::: ISI DATASET :::

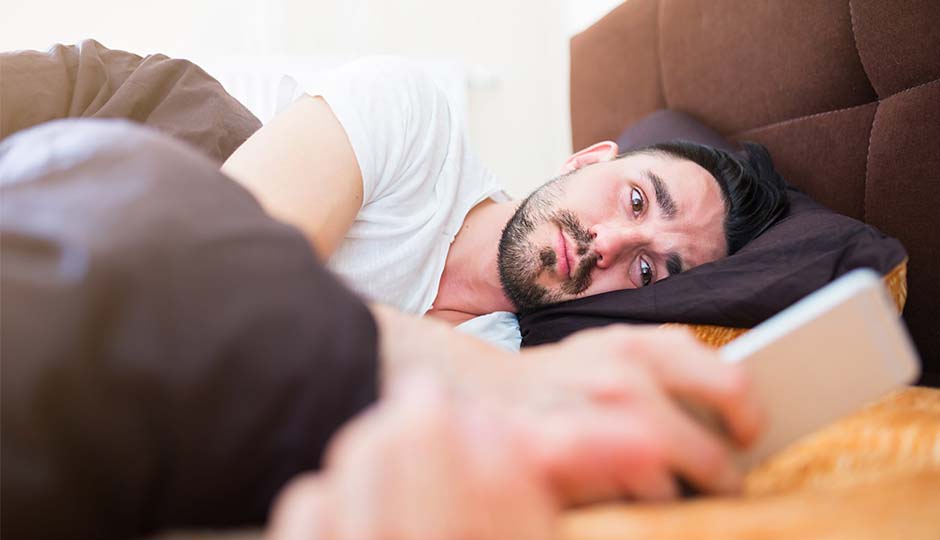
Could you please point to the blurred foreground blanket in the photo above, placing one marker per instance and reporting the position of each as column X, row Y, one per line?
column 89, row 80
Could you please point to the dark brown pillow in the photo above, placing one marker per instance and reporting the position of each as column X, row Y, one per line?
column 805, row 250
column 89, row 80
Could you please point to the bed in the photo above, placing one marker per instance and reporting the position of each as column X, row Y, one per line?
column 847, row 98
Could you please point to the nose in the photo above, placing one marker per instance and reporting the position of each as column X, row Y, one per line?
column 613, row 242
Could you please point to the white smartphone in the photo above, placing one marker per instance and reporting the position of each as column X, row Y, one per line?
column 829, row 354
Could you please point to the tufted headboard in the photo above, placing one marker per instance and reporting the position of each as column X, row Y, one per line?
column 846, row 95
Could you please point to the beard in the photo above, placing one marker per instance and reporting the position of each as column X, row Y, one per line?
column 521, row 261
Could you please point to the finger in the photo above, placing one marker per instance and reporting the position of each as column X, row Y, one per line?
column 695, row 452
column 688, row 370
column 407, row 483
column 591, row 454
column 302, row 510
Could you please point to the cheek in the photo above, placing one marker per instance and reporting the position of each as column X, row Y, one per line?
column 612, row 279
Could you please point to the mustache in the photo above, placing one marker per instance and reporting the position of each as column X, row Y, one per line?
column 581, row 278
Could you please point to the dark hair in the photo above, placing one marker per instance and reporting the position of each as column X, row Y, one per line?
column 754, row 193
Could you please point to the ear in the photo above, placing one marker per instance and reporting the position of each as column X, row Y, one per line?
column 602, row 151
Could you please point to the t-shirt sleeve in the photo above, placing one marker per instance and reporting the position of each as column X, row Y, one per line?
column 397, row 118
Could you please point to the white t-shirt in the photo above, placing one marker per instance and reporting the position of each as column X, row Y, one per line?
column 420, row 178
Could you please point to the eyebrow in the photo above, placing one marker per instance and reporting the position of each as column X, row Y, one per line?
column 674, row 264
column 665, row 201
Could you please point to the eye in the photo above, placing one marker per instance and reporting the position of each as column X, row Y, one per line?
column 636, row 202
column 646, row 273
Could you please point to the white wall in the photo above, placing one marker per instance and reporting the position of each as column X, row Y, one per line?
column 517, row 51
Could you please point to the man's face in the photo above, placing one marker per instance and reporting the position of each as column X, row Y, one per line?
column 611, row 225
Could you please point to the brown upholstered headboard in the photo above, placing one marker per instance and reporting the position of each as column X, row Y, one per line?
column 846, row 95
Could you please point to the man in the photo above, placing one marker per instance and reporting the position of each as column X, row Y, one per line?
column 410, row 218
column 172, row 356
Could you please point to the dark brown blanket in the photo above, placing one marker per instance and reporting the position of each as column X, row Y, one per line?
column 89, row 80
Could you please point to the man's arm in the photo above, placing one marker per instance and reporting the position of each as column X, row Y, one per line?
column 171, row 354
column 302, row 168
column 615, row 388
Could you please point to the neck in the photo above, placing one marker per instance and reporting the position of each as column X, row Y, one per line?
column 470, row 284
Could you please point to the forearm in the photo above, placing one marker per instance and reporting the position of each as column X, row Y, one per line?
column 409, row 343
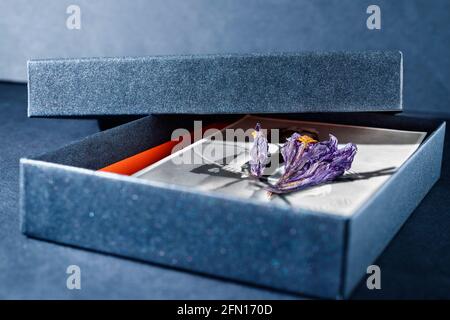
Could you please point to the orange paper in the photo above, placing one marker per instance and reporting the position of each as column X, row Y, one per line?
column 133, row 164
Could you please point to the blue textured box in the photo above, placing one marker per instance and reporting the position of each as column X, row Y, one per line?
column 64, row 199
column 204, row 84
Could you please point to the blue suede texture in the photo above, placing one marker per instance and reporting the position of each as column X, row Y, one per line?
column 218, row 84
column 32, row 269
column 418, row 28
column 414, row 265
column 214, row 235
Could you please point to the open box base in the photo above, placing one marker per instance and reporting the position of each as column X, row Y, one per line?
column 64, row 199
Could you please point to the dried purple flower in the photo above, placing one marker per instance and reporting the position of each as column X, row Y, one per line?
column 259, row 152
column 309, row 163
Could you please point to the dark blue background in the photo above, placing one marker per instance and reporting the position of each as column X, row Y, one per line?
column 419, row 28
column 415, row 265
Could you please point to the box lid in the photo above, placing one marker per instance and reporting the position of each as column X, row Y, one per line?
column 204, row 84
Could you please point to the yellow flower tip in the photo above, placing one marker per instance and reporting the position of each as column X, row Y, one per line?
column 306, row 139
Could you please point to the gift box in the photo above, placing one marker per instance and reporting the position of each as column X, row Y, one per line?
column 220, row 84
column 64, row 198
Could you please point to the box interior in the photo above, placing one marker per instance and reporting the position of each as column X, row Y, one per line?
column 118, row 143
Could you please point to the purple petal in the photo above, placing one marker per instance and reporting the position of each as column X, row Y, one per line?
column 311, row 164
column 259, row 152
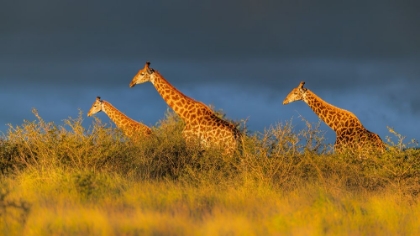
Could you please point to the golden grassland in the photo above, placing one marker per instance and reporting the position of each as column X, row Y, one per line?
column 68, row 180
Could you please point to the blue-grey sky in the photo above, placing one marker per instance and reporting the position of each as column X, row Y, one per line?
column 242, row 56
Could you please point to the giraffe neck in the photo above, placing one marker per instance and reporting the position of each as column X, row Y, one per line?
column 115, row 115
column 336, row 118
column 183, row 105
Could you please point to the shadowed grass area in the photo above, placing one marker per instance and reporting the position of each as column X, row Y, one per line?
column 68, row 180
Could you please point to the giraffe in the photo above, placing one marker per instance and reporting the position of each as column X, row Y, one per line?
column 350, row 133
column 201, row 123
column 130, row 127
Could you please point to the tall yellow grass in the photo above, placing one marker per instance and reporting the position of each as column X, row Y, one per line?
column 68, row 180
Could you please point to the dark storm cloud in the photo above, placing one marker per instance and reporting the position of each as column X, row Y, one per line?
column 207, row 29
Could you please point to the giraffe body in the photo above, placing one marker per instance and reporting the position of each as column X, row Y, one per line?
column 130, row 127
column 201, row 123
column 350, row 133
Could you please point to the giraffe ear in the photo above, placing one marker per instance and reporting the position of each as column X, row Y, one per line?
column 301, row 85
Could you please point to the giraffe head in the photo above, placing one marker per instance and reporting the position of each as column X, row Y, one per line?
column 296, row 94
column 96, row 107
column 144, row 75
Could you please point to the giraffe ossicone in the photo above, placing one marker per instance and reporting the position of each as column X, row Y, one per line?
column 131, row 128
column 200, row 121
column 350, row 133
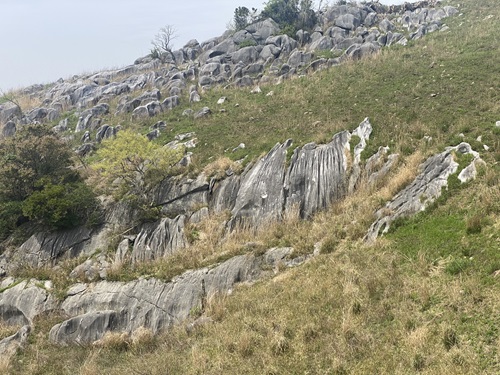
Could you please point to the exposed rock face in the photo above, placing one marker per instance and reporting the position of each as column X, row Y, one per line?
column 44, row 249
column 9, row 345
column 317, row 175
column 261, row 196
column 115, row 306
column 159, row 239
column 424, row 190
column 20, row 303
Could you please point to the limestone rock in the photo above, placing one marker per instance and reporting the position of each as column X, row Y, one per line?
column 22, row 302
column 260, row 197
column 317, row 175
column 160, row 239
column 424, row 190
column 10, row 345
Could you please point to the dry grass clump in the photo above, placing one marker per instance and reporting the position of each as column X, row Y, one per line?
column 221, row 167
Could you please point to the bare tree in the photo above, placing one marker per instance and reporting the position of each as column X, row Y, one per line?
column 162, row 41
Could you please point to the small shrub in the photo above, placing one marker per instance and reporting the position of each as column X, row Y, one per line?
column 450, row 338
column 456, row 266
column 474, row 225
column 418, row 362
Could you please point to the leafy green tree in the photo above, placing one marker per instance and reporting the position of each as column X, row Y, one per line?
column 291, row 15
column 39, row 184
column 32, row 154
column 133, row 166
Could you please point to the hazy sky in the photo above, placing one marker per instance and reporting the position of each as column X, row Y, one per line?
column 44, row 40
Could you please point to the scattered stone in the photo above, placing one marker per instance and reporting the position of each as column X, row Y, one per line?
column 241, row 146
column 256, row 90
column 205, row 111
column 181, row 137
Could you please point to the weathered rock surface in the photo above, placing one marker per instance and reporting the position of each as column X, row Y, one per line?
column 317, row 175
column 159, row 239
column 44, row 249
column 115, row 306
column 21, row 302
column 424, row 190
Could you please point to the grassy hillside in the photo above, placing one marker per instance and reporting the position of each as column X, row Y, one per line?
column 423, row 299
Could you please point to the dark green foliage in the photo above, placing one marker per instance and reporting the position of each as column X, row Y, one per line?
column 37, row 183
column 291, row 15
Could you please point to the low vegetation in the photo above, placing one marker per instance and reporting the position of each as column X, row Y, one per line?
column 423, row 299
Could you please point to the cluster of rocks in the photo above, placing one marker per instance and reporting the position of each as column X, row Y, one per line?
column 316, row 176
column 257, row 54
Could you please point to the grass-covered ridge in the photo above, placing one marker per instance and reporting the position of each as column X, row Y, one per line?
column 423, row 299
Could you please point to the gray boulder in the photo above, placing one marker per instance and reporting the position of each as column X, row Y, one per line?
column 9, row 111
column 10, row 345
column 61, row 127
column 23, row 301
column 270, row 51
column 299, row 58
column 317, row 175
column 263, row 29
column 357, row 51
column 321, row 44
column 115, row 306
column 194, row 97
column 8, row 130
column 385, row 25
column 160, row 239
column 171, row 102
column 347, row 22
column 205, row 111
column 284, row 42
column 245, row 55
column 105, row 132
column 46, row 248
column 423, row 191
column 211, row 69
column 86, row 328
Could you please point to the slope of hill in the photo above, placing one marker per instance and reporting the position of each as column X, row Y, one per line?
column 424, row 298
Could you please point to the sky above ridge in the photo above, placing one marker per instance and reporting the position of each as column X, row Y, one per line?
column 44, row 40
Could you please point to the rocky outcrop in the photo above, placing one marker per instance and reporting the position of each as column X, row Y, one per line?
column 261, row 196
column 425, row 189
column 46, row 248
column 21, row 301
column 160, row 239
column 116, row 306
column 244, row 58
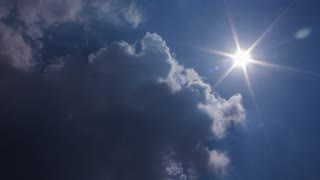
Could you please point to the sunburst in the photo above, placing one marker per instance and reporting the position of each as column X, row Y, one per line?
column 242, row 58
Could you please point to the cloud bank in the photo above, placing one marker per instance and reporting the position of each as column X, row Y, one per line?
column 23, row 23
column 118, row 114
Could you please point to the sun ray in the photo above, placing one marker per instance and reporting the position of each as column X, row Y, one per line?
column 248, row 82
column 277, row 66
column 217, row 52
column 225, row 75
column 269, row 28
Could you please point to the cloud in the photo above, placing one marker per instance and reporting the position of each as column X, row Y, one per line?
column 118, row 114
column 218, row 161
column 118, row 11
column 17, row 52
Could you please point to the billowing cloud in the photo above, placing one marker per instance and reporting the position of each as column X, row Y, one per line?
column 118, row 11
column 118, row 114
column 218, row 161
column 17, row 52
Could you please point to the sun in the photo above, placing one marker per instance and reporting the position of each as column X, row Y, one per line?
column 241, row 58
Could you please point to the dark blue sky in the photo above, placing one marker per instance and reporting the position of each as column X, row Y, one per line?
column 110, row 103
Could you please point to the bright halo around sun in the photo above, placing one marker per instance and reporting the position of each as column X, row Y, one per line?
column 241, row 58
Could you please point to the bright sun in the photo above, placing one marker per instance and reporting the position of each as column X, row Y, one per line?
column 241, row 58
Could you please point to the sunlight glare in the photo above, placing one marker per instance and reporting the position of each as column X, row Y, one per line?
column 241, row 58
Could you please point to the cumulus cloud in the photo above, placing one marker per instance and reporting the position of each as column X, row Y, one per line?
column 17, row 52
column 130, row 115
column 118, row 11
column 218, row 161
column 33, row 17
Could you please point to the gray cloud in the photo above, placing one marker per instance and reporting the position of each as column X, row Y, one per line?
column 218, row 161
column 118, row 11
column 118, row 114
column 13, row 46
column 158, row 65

:::

PERINTAH TUGAS: Salin persis semua baris daftar di atas, mulai dari awal daftar sampai dengan baris yang memuat "column 302, row 510", termasuk kedua ujungnya. Gambar tidak perlu disertakan dalam jawaban.

JAWABAN TUGAS:
Could you please point to the blurred foreground blanket in the photo above, placing one marker per instance and reporting the position of each as column X, row Y, one per line?
column 89, row 80
Could you please point to the dark brown pillow in the photo above, placing one marker per instance and reporting the position of each as column X, row Y, one per line?
column 805, row 250
column 89, row 80
Could you please point to the bed in the photo above, placing one marker per instance and reporting the position of each as column X, row Y, one per line?
column 847, row 98
Could you please point to the nose in the photo above, placing one marker per instance and reporting the position of each as column X, row Y, one per line?
column 613, row 242
Could you please point to the white smartphone in the photo above, placing one marker per instance and reporting the position of each as column X, row Y, one per line?
column 829, row 354
Could you please point to the tufted headboard in the photo above, placing one marker per instance and reporting the position of each as column X, row Y, one per line?
column 846, row 95
Could you please point to the beard in the photo above, placing one marker per instance and reporting the position of each as column X, row Y, one per line?
column 521, row 261
Could you please point to the finger in the photo above, placing one marker per instance and reporting the position of each as column X, row Y, one per line?
column 695, row 452
column 688, row 370
column 407, row 483
column 591, row 454
column 302, row 510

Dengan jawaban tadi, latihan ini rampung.